Os escritos de Platão representam para o pensamento ocidental “uma virada definitiva”, pois ajudaram a compor grande parte do vocabulário filosófico em voga. A ação política dos filósofos hoje pode ser pensada através da tarefa que Platão atribui ao filósofo-político

O pensamento ocidental é diretamente tributário à obra de Platão. Prova disso é o uso, até hoje corrente, do vocabulário filosófico criado pelo filósofo grego, menciona o Prof. Dr. Marcelo Perine. Segundo o pesquisador, os escritos platônicos são “uma virada definitiva, ou um ponto de não retorno”. A ação política do filósofo em nossos dias pode ser pensada através da tarefa que Platão atribui ao filósofo-político. “Compete, portanto, ao filósofo, pensar a ação como forma de influenciar a atividade própria do político”, disse Perine na entrevista que concedeu, por e-mail, à IHU On-Line. “O pensador da ação pode não ter eficácia no imediato. Entretanto, só o pensamento da ação é capaz de compreender que a paixão política é incapaz e compreender suas próprias razões. Pensar a ação é conferir às paixões senso das proporções. O político que conseguir isso será também filósofo. O filósofo, porém, não precisará sentir-se frustrado se não for político por profissão. Afinal, a realidade compreendida não é mais a mesma de antes da compreensão.”

Perine debate, ainda, a atualidade de A República, escrito da maturidade de Platão, considerado sua obra-prima. Em seu ponto de vista, essa é uma das obras que conseguem realizar a façanha de “apreender o tempo no conceito”, como disse Hegel. A influência da concepção socrática de alma, que foi ampliada por Platão e elaborada pelos grandes teólogos dos primeiros séculos do cristianismo, e as doutrinas não escritas de Platão são outros assuntos dessa entrevista. “A existência de um ensinamento oral de Platão, que não pode ser negada por nenhum estudioso sério da obra platônica, não representa nenhuma ameaça à obra escrita”, afirmou.

▬▬▬▬▬▬▬▬▬▬

#### Descrição da tarefa:
No texto sobre Platão, por qual meio Marcelo Perine concedeu a entrevista à IHU On-Line?

#### Dados brutos:
▬▬▬▬▬▬▬▬▬▬

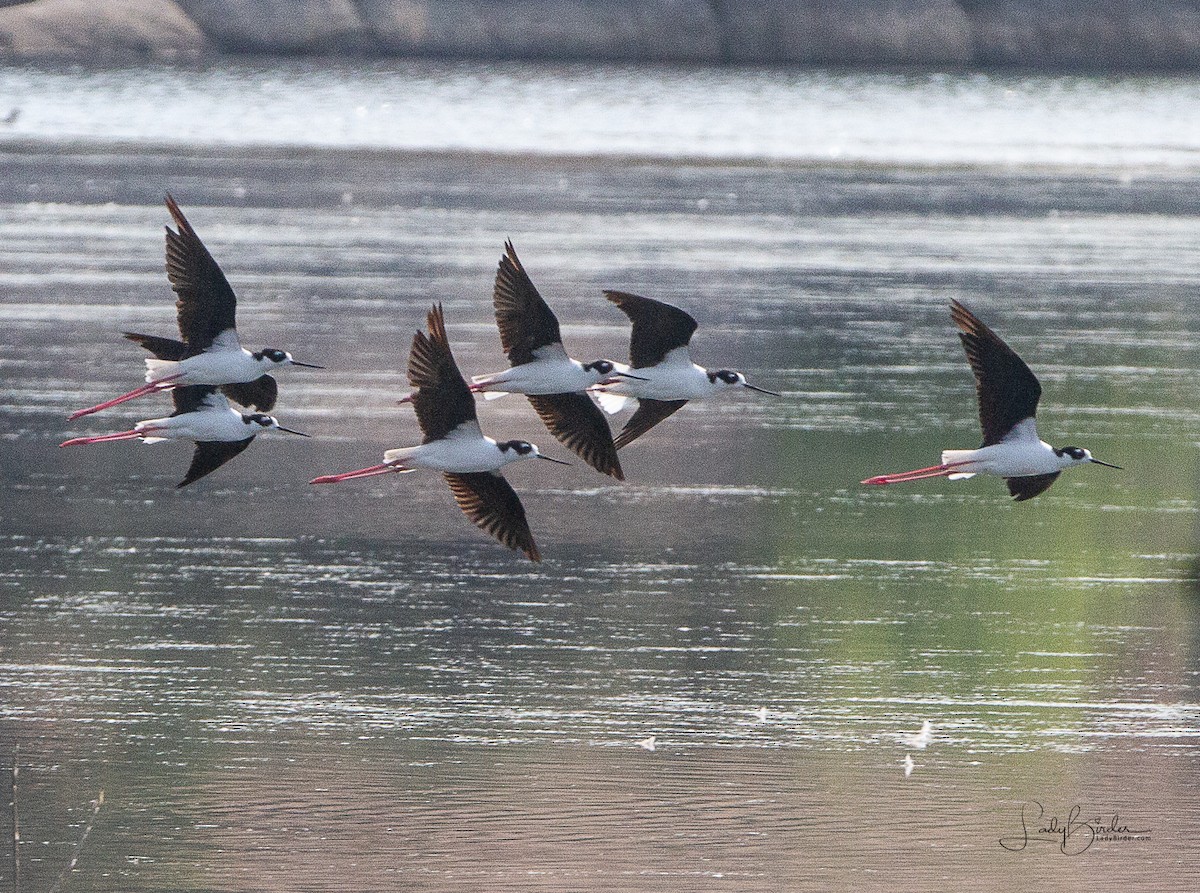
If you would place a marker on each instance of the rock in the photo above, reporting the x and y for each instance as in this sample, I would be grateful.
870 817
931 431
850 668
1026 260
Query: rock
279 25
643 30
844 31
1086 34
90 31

▬▬▬▬▬▬▬▬▬▬

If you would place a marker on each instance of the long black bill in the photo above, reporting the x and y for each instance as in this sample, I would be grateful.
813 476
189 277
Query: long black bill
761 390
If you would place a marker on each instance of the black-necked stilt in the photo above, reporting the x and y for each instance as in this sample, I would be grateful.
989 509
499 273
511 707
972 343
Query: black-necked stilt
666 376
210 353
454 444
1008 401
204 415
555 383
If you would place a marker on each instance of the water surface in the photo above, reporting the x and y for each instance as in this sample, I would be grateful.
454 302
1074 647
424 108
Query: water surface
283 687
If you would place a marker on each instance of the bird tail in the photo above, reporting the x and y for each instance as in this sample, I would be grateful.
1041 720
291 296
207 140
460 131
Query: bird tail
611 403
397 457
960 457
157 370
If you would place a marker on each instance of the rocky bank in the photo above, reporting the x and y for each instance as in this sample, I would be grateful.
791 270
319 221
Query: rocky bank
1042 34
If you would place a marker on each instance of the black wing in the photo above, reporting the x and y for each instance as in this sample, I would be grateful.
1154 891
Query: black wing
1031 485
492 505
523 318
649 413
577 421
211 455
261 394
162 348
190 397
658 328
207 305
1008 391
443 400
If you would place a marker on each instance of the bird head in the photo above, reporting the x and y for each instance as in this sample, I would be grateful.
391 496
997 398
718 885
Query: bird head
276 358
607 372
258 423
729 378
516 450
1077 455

▬▬▬▬▬▬▬▬▬▬

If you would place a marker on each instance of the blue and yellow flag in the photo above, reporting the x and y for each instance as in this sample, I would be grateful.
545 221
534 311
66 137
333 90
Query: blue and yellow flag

▬▬▬▬▬▬▬▬▬▬

#### Resposta completa:
Por e-mail.